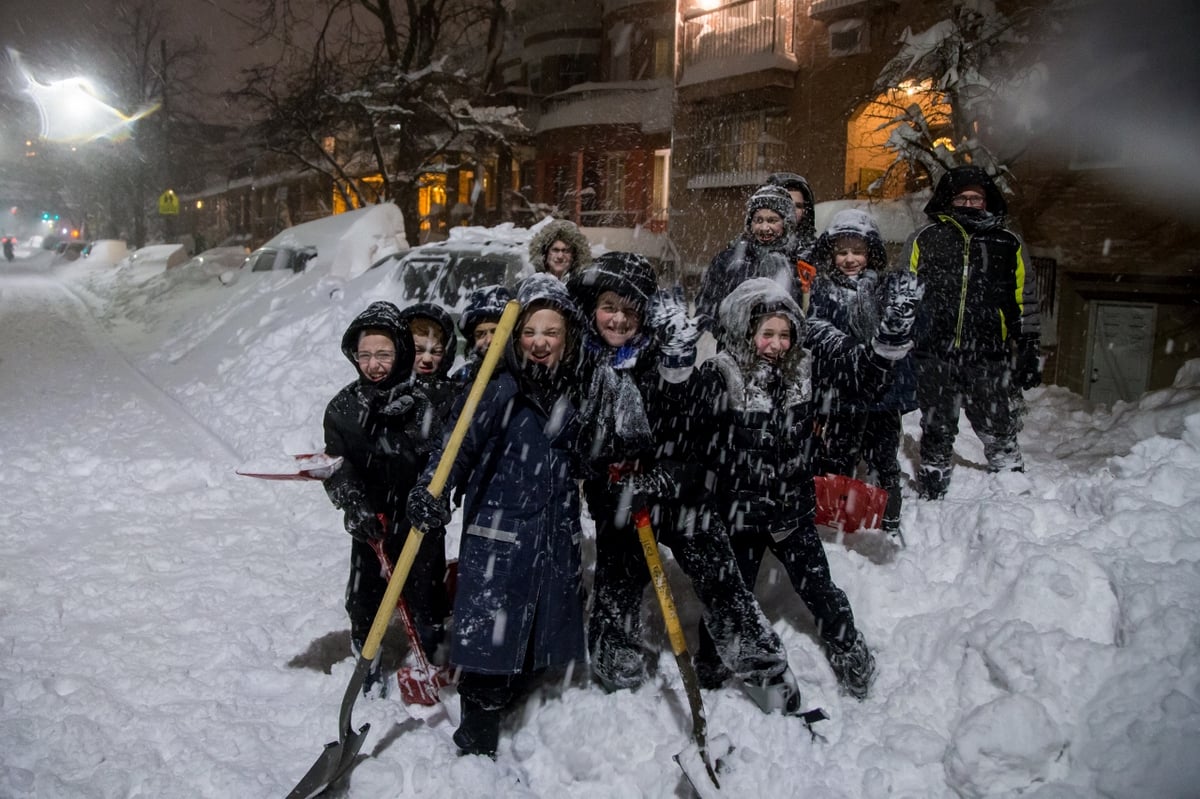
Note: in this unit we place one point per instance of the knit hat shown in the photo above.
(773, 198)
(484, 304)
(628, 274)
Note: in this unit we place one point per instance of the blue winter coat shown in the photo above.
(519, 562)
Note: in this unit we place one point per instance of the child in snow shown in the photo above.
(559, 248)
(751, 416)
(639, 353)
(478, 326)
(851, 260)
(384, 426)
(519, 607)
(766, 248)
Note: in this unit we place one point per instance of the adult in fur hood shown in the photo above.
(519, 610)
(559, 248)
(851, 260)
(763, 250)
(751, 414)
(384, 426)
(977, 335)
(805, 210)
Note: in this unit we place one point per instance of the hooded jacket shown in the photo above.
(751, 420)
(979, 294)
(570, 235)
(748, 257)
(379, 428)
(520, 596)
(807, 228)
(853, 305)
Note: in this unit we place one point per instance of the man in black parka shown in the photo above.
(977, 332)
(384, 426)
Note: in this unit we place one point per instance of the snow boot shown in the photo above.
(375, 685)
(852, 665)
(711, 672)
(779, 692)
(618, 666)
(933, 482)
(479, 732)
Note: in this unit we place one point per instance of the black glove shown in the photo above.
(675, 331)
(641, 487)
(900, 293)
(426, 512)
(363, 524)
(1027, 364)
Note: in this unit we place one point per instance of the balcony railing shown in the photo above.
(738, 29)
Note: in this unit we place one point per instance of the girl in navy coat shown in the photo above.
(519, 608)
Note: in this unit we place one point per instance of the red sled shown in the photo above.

******************************

**STATED PROBLEM**
Set out every line of the data above as a numbered list, skipping blank lines and leaving the pictures out.

**TASK SOLUTION**
1. Note: in this unit we place one point per instance of the knit hat shown in the photo above.
2. (773, 198)
3. (484, 304)
4. (628, 274)
5. Note: in this unit we place one point per instance of the blue winter coat shown in the photo above.
6. (519, 562)
7. Note: in this unit we place one point per instance of the child in snow shown in the photo above.
8. (559, 248)
9. (751, 416)
10. (639, 353)
11. (478, 326)
12. (851, 260)
13. (384, 426)
14. (519, 607)
15. (766, 248)
16. Note: in this unit we place one point per instance of the adult in fur hood shown in the photo above.
17. (519, 610)
18. (559, 248)
19. (851, 260)
20. (763, 250)
21. (751, 414)
22. (384, 426)
23. (977, 335)
24. (805, 210)
25. Note: in this unit we place one point per instance of the hooded jacket shown in the photo above.
26. (751, 420)
27. (979, 294)
28. (570, 235)
29. (748, 257)
30. (379, 428)
31. (520, 596)
32. (807, 228)
33. (853, 305)
34. Note: in this unit we place one point per instance of the man in black parka shown in the photo above.
35. (977, 332)
36. (384, 426)
37. Note: in this unit we place one point per instance of the snow boot shown in the photo above.
38. (375, 685)
39. (852, 665)
40. (711, 672)
41. (779, 692)
42. (618, 666)
43. (933, 482)
44. (479, 732)
45. Note: in this unit we place one point per instance of the black glove shown in the photo above.
46. (675, 331)
47. (641, 487)
48. (900, 293)
49. (426, 512)
50. (363, 524)
51. (1027, 364)
52. Note: in this unit we place one point per instance of the balcony railing shown in the photo above.
53. (738, 29)
54. Note: in this unit we place one point per instance of the girl in navy coat shown in the photo above.
55. (519, 608)
56. Note: in this unit we place one point per instance of the red sled shown in the photo above.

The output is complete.